USING THE INFORMATION
1: According to the Five Eyes article, which AI model did the Trump administration ban "foreign nationals" from using?
2: Please give the stretch of the Five Eyes article from "The cybersecurity agencies" through "the statement notes." again, replacing "attackers" with "adversaries".
3: Condense the paragraph of the Five Eyes article that begins "One of the latest inventions" into a short bulleted list that keeps its main facts.

STUDY TEXT
Five Eyes intelligence warns of AI for devastating cyberattacks emerging within months
Five Eyes intelligence warns of AI for devastating cyberattacks emerging within months
June 23 2026, 05:47 AM • 1376 views
The intelligence services of the Five Eyes countries warned in a joint statement that advanced AI models will emerge in months, not years, accelerating cyber threats. They called on leaders to act now, emphasizing that cyber risk has become a primary business risk.
Powerful artificial intelligence models capable of devastating new cyberattacks on governments and businesses will emerge in just a few months, intelligence agencies of the Five Eyes countries warn in a rare joint statement, urging leaders to "act now," writes UNN citing The Guardian.
The unexpected public intervention by the signal intelligence agencies of Australia, the United States, the United Kingdom, New Zealand, and Canada comes after the Trump administration earlier this month decided to ban "foreign nationals" from using the highly publicized artificial intelligence model created by the technology company Anthropic, called Fable.
The statement says that while artificial intelligence "will help us improve cyber defense over time, it also accelerates the speed, scale, and complexity of cyber threats."
Advanced artificial intelligence models are expected to surpass current industry expectations, fundamentally transforming both offensive and defensive cyber capabilities. The timeline is not years, but months
"In this environment, cyber resilience is an integral part of promoting business continuity, market confidence, and long-term value," the statement said.
The cybersecurity agencies stated that leaps in artificial intelligence models have shown that this technology will lower barriers for attackers and increase the speed and complexity of attacks.
"A whole-of-organization and whole-of-society response is needed," the statement continues. Five Eyes is an intelligence alliance formed by five countries after World War II.
"Cyber risk can no longer be viewed as a purely technical issue. It is a core business risk and a management responsibility," the statement notes.
Generative artificial intelligence models are powerful new tools capable of searching for vulnerabilities in cybersecurity systems, and they can help exploit those vulnerabilities as well as fix them.
"What is different about the latest [AI models] is that they are very good at generating exploits," said Olivia Shen, an expert on national security and artificial intelligence at the United States Studies Centre at the University of Sydney.
Although the Five Eyes statement does not mention any specific AI models or companies, many around the world have taken note of the cutting-edge level of Anthropic's tools.
One of the latest inventions of the major technology company is called Fable 5, supposedly a more community-friendly version of Mythos—a powerful artificial intelligence model released earlier this year, capable of detecting vulnerabilities in cyber systems, which is only available to verified organizations and companies due to concerns about its potential misuse.

(Records drawn from a dataset)
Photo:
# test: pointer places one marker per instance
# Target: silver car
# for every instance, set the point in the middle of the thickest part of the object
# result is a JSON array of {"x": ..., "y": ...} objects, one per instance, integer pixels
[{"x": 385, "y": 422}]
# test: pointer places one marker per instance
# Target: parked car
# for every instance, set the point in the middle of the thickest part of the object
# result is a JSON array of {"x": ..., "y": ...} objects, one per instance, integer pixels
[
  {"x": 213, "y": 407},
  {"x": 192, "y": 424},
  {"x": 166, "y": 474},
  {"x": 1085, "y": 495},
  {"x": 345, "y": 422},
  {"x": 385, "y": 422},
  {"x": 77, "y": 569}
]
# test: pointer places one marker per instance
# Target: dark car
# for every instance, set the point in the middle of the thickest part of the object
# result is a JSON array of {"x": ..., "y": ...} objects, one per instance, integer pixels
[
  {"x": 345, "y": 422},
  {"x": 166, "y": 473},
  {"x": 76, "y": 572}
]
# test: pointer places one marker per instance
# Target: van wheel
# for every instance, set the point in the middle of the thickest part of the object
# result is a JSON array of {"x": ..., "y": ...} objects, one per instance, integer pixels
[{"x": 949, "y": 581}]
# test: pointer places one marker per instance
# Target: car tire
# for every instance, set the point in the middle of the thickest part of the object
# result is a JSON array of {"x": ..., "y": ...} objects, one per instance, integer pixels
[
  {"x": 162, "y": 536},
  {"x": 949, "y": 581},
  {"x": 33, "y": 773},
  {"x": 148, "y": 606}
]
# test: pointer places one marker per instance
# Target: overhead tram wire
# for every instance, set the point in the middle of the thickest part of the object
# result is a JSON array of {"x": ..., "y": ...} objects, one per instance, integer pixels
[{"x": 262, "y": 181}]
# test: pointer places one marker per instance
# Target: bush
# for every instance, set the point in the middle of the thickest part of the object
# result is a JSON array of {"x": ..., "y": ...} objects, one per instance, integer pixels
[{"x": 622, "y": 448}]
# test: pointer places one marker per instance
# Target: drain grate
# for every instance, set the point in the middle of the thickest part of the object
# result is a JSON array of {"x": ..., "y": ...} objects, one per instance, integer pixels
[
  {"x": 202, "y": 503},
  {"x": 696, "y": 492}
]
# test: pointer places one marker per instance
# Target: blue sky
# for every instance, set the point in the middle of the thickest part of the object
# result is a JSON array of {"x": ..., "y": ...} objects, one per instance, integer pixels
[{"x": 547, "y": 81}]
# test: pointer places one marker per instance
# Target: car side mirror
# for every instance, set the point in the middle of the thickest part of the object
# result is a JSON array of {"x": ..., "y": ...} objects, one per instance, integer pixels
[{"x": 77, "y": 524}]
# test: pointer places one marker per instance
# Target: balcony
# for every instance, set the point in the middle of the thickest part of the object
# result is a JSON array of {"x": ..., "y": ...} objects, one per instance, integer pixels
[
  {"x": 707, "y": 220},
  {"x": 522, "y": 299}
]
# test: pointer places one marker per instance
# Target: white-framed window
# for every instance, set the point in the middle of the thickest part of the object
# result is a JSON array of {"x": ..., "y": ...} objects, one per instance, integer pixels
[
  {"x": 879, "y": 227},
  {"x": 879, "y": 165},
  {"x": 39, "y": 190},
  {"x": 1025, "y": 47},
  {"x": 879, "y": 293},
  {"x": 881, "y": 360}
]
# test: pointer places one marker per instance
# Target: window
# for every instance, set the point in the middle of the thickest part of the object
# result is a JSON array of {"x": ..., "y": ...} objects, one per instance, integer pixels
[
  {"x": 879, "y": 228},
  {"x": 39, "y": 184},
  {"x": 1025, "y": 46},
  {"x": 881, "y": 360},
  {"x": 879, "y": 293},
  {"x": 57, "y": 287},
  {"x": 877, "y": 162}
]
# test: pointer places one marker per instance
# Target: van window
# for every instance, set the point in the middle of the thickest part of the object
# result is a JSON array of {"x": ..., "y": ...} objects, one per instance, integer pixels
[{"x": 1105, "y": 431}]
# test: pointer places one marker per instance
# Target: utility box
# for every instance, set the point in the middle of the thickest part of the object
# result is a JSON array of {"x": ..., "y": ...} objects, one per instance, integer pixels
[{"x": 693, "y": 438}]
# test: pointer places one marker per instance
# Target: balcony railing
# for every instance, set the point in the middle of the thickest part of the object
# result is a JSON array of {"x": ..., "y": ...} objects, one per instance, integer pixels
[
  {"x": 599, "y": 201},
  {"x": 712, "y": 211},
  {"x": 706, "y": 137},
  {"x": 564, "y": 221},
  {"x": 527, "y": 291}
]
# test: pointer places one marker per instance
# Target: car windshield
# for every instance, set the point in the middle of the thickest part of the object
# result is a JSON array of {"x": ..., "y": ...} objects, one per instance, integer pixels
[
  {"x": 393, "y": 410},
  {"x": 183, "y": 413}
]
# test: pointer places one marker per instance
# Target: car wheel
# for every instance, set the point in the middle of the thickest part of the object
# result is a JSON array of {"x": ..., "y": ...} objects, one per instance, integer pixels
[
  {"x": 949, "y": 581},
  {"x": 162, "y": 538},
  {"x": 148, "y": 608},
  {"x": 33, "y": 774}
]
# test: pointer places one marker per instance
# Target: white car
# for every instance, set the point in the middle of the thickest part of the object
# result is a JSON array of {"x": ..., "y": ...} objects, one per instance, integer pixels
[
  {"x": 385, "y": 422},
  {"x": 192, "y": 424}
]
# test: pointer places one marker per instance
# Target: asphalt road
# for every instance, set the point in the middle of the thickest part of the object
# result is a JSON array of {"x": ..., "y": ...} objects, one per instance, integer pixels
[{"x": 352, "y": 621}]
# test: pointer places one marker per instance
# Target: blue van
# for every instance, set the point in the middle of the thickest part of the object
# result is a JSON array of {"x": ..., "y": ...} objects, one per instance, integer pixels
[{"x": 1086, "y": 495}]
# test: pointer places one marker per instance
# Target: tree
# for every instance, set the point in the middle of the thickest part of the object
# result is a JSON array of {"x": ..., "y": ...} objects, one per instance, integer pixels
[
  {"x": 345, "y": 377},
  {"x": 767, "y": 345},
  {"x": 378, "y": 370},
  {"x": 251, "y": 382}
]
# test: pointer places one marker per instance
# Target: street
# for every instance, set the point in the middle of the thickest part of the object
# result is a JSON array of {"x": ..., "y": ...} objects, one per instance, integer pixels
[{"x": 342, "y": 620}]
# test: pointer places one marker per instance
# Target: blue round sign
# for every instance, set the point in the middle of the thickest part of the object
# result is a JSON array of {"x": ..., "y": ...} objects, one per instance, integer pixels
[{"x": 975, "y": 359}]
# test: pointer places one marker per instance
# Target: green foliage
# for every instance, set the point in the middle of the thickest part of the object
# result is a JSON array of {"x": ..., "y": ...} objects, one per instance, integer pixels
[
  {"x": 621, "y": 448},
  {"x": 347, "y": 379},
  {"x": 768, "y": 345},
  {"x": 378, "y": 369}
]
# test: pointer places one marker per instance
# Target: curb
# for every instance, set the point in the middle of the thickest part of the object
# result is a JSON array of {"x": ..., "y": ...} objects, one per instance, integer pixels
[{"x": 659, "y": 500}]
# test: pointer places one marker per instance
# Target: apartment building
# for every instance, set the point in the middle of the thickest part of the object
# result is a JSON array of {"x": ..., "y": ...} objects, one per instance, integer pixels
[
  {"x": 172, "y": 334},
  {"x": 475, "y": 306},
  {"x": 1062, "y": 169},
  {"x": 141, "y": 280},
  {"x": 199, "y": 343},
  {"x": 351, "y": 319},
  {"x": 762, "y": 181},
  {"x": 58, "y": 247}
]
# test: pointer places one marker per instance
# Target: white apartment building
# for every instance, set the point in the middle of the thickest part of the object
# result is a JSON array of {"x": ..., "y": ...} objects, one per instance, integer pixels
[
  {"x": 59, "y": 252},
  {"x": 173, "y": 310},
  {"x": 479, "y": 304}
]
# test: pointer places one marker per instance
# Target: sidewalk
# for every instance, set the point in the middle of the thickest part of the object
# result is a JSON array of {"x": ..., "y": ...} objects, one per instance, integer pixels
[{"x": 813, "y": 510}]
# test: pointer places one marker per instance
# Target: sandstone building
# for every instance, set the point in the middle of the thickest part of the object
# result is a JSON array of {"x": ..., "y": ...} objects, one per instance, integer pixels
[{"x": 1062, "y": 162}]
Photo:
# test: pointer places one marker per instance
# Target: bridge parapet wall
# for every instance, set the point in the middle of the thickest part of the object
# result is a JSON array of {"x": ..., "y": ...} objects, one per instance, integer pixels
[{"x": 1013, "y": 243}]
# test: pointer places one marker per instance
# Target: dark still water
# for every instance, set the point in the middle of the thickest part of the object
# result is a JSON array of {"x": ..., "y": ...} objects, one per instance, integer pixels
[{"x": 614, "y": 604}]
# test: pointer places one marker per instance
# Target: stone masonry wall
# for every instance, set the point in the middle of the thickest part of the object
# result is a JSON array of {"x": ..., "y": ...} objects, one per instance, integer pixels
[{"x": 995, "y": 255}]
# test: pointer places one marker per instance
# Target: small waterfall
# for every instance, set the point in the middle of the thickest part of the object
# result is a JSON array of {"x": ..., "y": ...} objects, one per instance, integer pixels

TASK SOLUTIONS
1: Fable, the AI model created by Anthropic.

2:
The cybersecurity agencies stated that leaps in artificial intelligence models have shown that this technology will lower barriers for adversaries and increase the speed and complexity of attacks.
"A whole-of-organization and whole-of-society response is needed," the statement continues. Five Eyes is an intelligence alliance formed by five countries after World War II.
"Cyber risk can no longer be viewed as a purely technical issue. It is a core business risk and a management responsibility," the statement notes.

3:
- Fable 5 is one of the major technology company's latest inventions.
- It is supposedly a more community-friendly version of Mythos.
- Mythos is a powerful AI model released earlier this year that can detect vulnerabilities in cyber systems.
- Because of concerns about its potential misuse, Mythos is available only to verified organizations and companies.